Would you output all the lines below precisely as they stand, leaving each picture out?

[[ Data extract open ]]

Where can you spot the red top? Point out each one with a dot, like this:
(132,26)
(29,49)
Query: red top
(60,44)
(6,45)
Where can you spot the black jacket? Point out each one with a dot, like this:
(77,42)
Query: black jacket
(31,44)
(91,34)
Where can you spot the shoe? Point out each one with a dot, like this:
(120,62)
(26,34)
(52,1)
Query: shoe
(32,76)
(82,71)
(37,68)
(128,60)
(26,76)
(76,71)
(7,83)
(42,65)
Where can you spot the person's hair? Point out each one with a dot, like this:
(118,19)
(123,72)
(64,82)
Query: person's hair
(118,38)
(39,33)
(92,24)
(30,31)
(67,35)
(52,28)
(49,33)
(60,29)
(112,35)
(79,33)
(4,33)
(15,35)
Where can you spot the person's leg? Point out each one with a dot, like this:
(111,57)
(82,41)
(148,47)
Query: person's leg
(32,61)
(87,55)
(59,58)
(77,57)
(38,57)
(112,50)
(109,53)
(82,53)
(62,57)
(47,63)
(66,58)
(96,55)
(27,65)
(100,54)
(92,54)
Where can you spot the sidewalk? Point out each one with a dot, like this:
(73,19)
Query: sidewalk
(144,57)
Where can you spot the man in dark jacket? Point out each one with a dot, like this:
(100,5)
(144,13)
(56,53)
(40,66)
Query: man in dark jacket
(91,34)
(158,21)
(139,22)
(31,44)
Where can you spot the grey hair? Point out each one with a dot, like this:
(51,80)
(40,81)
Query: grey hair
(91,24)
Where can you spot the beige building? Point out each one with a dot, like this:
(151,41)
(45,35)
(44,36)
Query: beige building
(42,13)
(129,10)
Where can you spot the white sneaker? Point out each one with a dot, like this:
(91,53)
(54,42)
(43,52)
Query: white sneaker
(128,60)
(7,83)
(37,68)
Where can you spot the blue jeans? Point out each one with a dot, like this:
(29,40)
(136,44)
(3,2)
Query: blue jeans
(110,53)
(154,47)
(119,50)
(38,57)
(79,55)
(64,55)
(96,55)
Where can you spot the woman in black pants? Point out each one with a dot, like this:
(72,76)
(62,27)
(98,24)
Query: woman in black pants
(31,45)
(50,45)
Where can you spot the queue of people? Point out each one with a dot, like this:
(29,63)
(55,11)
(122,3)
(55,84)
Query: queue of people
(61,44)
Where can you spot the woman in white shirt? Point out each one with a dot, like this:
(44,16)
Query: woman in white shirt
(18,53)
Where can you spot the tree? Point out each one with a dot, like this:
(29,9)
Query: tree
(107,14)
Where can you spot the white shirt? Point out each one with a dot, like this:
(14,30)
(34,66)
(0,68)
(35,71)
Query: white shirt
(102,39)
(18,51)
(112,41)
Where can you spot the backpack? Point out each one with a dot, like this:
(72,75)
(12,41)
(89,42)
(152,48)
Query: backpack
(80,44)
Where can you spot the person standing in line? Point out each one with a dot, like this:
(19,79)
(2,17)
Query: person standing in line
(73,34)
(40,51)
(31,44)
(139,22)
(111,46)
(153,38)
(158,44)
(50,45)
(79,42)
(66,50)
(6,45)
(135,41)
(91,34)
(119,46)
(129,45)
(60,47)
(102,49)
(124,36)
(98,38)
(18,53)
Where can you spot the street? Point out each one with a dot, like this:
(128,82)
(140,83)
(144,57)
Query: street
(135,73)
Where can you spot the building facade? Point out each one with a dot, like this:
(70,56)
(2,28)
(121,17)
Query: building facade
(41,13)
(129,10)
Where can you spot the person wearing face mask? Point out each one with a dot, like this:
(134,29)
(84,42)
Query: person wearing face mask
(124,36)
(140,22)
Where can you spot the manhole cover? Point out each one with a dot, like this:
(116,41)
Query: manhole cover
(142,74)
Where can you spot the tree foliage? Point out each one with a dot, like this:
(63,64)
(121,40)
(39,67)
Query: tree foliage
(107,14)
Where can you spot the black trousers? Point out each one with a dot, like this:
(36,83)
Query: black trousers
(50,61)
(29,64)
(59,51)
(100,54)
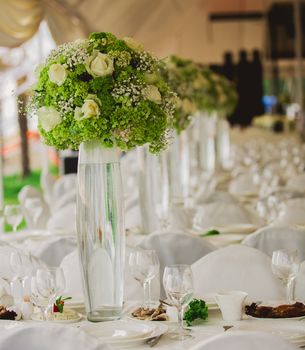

[[ Data extract closed ]]

[Result for this task]
Where can you spot the red top? Point out each one with a dot, like this:
(132,26)
(29,49)
Query: red top
(60,44)
(6,45)
Where can you spot the black jacket? Point out each one with a dot, like this:
(77,42)
Query: black jacket
(31,44)
(91,34)
Where can you spot the shoe? Point out each one with a dot, like this:
(120,62)
(26,34)
(52,1)
Query: shoe
(32,76)
(82,71)
(37,68)
(128,60)
(26,76)
(76,71)
(7,83)
(42,65)
Where can you spot the person's hair? Point out each one with a dot, like this:
(118,19)
(123,72)
(64,82)
Query: person's hair
(118,38)
(39,33)
(92,24)
(30,31)
(67,35)
(52,28)
(49,33)
(60,29)
(112,35)
(79,33)
(4,33)
(15,35)
Where can you spot the person's leg? Point out each one with a dot, like this:
(111,57)
(82,41)
(148,47)
Query: person's leg
(32,61)
(87,55)
(59,58)
(77,57)
(38,57)
(112,50)
(109,53)
(82,53)
(62,57)
(47,63)
(66,58)
(96,55)
(27,65)
(100,54)
(92,54)
Where can you spot the sidewalk? Point out each one with a dot, like this:
(73,19)
Query: sidewalk
(144,57)
Where can you spot the man in dark jacket? Point out each one with a dot, like this:
(100,5)
(144,13)
(56,53)
(40,66)
Query: man in dark jacket
(91,34)
(158,21)
(139,22)
(31,44)
Where can you spot the grey hair? Point out each one with a dot, like this:
(51,80)
(40,81)
Query: grey hair
(91,24)
Where can you spot the beige building? Point out each one with a dot, like this:
(151,41)
(45,35)
(44,36)
Query: beige building
(42,13)
(129,10)
Where can you spot the white sneaker? Point out each one with a dot, like this:
(91,53)
(54,42)
(43,52)
Query: white sneaker
(128,60)
(7,83)
(37,68)
Where can you spot the blue jeans? Point out each one with a dot, like this:
(29,40)
(136,44)
(3,2)
Query: blue jeans
(110,53)
(154,47)
(119,50)
(38,57)
(79,55)
(64,55)
(96,55)
Where can you spot the woman in black pants? Point out each one with a dot, like this:
(72,76)
(62,27)
(98,24)
Query: woman in black pants
(31,45)
(50,45)
Where can you spot the queue of people? Point out each one with a dot, like this:
(29,63)
(55,11)
(122,3)
(55,84)
Query: queue of people
(61,44)
Where can you spot the woman in white shirt? Point out each one with a dot, like this:
(44,16)
Query: woman in white shirt
(18,53)
Where can you spot the tree? Point out each one with a dot, like this:
(29,9)
Query: tree
(107,14)
Where can you spot the white shirt? Point out each one with a dot, like this:
(14,30)
(34,66)
(0,68)
(35,71)
Query: white shirt
(102,39)
(18,51)
(112,41)
Where can you spot the backpack? Point out each one with a dot, like this:
(72,75)
(12,41)
(89,42)
(152,48)
Query: backpack
(80,44)
Where can you spot the person standing in line? Point out each one with a dot, like this:
(19,79)
(2,17)
Query: person standing in line
(73,34)
(40,51)
(31,44)
(139,22)
(111,46)
(153,38)
(158,44)
(50,45)
(79,42)
(66,50)
(6,45)
(135,41)
(91,34)
(119,46)
(129,45)
(60,47)
(102,49)
(124,36)
(98,38)
(18,53)
Where can you spot the street? Point out each one with a dot, like this:
(128,82)
(140,83)
(144,57)
Query: street
(135,73)
Where can you spot the building facade? Point out each one with a dot, like this:
(70,56)
(2,28)
(121,17)
Query: building facade
(41,13)
(129,10)
Where can you spot the person wearing face mask? Point out each one with a dot, like this:
(134,29)
(84,42)
Query: person wearing face mask
(124,36)
(140,22)
Where can you spot the manhole cover? Point out each one with a dot, like this:
(116,41)
Query: manhole cover
(142,74)
Where can you spot the tree foliage? Point out each one with a dot, like this:
(63,64)
(121,40)
(39,67)
Query: tree foliage
(107,14)
Where can you spot the black trousers? Point out each one with a dot, like this:
(36,83)
Query: black trousers
(50,61)
(29,64)
(59,51)
(100,54)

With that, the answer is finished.